START SOURCE DATA
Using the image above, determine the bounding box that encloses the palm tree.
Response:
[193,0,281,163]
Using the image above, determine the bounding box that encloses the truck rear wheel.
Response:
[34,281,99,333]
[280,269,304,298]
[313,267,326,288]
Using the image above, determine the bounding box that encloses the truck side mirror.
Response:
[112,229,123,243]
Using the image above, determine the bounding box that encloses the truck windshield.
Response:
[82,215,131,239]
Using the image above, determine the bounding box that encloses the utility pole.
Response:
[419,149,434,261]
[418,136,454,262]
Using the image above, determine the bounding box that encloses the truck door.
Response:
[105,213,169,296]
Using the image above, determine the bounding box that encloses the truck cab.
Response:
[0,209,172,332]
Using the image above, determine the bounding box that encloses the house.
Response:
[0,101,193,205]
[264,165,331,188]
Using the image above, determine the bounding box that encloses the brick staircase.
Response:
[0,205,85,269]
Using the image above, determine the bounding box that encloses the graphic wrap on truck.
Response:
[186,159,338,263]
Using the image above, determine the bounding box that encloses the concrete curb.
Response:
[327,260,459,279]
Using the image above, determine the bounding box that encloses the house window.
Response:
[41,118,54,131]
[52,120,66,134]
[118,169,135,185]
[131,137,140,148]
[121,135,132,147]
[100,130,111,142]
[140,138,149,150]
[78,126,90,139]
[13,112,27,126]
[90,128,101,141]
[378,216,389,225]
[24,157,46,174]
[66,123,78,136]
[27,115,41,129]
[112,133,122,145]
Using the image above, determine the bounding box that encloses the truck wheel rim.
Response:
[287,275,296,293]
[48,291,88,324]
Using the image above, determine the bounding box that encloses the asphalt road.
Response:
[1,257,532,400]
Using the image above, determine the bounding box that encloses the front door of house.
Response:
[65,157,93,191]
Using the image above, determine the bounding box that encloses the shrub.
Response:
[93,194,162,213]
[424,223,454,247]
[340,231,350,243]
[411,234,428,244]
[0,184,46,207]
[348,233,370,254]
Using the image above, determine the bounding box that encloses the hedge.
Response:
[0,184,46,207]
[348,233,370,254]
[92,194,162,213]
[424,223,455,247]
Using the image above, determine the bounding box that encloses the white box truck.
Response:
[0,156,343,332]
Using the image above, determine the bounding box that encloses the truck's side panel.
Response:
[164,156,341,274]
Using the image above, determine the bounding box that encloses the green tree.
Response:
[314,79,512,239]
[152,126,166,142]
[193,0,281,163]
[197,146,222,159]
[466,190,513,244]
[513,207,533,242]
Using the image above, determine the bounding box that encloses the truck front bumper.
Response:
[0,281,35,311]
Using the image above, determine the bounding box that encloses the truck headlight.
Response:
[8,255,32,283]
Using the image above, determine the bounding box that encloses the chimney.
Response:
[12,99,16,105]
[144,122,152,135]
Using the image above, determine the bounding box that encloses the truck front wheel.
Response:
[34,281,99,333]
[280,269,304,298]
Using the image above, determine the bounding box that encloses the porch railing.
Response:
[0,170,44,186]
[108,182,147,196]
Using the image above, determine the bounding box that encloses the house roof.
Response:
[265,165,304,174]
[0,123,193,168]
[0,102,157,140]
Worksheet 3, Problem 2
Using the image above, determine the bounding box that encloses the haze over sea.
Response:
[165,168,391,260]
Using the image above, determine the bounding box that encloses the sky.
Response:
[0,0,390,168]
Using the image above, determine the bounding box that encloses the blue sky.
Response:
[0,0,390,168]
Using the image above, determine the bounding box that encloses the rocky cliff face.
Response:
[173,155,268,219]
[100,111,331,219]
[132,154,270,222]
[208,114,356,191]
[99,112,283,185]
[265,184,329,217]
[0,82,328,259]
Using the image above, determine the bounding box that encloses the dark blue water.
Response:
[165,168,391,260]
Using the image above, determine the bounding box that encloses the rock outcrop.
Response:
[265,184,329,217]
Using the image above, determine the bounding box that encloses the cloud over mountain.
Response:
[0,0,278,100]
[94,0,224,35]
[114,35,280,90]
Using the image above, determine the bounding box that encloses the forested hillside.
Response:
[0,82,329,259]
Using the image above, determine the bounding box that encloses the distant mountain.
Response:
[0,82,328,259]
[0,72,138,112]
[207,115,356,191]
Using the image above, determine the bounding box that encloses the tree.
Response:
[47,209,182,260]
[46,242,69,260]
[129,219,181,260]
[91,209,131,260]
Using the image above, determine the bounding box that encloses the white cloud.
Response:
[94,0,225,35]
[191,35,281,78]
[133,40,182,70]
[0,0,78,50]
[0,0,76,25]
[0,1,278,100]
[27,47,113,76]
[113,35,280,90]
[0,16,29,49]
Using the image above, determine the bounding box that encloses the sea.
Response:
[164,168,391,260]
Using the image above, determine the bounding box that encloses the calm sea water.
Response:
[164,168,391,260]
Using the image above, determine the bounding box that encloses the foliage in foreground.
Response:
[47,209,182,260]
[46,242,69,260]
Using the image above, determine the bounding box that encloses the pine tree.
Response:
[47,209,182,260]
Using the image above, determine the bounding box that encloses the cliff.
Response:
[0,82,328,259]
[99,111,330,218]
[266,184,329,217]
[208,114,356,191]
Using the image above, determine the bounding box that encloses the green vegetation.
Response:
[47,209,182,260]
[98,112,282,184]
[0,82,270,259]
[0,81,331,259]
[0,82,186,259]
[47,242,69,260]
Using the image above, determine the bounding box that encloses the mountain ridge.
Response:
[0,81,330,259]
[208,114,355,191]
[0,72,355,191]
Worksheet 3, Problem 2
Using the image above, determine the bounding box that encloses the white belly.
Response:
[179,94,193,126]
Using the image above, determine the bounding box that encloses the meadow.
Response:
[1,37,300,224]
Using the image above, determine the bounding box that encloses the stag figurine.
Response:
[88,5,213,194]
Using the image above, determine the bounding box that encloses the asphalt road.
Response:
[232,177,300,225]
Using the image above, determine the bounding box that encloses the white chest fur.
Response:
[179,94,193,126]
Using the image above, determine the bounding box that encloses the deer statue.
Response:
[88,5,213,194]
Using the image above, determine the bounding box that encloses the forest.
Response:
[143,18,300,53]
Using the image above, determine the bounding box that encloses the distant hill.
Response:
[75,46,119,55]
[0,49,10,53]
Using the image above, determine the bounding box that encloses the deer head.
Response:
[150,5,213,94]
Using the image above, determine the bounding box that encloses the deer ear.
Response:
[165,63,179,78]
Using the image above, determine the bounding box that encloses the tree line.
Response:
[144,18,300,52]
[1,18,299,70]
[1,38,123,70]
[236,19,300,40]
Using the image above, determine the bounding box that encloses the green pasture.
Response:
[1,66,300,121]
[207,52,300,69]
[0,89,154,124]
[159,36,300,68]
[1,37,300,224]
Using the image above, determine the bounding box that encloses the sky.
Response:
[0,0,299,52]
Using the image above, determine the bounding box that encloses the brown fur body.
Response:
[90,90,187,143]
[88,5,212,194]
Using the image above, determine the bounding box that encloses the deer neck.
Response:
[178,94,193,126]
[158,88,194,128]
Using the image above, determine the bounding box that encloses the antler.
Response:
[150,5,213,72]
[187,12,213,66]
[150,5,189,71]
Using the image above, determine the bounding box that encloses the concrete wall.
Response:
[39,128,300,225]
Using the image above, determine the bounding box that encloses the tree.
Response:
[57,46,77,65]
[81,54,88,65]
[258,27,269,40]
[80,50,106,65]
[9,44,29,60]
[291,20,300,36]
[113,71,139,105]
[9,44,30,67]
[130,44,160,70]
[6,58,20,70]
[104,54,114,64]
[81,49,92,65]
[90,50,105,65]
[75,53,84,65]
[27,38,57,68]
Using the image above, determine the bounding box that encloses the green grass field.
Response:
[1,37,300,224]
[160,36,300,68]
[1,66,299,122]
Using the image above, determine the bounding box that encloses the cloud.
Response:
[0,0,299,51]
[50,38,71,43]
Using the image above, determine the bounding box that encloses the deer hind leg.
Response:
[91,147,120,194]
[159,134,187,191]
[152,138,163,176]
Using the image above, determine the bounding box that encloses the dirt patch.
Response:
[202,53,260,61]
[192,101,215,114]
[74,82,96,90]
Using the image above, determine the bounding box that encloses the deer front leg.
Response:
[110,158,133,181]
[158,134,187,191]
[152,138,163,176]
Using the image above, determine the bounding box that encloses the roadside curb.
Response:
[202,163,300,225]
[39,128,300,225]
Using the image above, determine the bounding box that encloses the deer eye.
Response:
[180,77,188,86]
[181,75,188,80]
END SOURCE DATA
PROBLEM DETAILS -
The string "over" may appear in the lines of the records above. State how many lines contain it, with no other words.

COMPLETED TASK -
2